• [SELECTED EXTRACT]
......

Why Do Mosquitoes Seem More Intense In Northern Climates?
If you’ve ever heard that whirring high pitched whine of a mosquito, you know just how aggrevating they can be. Many of our clients claimed that they lived in the mosquito capital of the world… so we did a little research.
Mosquito Curtains Inc. makes mosquito netting curtains as alternative to permanent screen porch enclosures. The owner says, “We were surprised to find that sales were highest in northern states.” Based in Atlanta, we thought we lived in Mosquito-land, yet more than a half dozen northern states and Canada claim the mosquito as their state bird. Owner, Kurt Jordan, searched for answers, “Sure there are factors such as architectural style, lifestyle, and potential snow damage to permanent screening; however, the intensity of mosquito concentrations in the north prompted us to speak to a few entomologists.”
Female mosquitoes drink blood because it contains certain proteins that enable it to lay eggs. They are attracted to their hosts by light colors, body heat, humidity released during perspiration, and carbon dioxide. While there are other chemical factors, the tastiest victims seem to be those with higher metabolisms or those exerting themselves outdoors. Stand outside with a rake in your hand stimulating your metabolism and you wear a neon sign that says, “Dinner here.”

......

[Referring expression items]
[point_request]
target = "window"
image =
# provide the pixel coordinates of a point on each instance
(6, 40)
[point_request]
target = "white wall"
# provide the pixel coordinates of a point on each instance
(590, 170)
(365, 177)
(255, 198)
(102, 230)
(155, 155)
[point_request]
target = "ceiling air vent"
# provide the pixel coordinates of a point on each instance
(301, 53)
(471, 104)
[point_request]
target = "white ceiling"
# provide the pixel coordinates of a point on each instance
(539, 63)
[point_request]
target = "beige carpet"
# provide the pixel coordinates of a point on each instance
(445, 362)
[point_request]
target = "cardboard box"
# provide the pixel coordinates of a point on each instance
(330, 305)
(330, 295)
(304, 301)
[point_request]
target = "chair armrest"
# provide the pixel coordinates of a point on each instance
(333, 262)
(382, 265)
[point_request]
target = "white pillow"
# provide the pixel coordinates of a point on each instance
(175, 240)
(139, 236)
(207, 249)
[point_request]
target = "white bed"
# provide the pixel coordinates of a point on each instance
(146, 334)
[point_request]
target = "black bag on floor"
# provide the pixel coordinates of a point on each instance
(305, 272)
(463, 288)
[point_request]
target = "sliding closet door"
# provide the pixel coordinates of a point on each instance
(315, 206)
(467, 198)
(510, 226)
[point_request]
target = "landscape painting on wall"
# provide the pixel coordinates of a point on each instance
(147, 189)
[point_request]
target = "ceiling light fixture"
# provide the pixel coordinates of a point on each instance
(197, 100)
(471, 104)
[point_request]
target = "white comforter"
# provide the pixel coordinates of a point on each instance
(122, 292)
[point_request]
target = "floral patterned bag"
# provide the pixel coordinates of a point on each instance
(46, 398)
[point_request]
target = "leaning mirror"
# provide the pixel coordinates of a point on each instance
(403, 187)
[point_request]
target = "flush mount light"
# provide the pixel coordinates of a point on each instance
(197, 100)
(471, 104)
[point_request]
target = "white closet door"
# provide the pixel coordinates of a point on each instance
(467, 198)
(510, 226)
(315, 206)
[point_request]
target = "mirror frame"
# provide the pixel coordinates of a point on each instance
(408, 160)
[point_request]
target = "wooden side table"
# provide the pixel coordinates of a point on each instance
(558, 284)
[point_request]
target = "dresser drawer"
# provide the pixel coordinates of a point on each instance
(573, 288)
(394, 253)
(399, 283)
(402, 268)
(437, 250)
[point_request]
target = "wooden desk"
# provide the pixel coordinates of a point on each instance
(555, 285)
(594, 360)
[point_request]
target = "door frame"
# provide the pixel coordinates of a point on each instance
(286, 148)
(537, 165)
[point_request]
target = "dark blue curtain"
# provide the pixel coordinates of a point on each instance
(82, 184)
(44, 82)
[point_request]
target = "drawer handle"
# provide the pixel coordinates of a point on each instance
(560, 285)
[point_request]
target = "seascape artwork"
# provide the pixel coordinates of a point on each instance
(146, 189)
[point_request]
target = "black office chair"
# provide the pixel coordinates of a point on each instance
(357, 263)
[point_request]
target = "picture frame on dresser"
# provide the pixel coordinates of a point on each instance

......

• [LIST OF TASKS]
1) Please say whether each statement agrees with the mosquito article, answering yes or no and quoting the deciding words: (a) Mosquito Curtains Inc. is based in Atlanta. (b) The company's sales were highest in southern states. (c) Mosquitoes are attracted to their hosts by dark colors.
2) In the mosquito article, swap "clients" for "customers" and write out the passage that begins at the words "If you’ve ever" and stops after "a little research.".

• [SOLUTIONS TO THE PROBLEMS]
1)
(a) Yes: "Based in Atlanta, we thought we lived in Mosquito-land"
(b) No: "We were surprised to find that sales were highest in northern states."
(c) No: "They are attracted to their hosts by light colors"

2)
If you’ve ever heard that whirring high pitched whine of a mosquito, you know just how aggrevating they can be. Many of our customers claimed that they lived in the mosquito capital of the world… so we did a little research.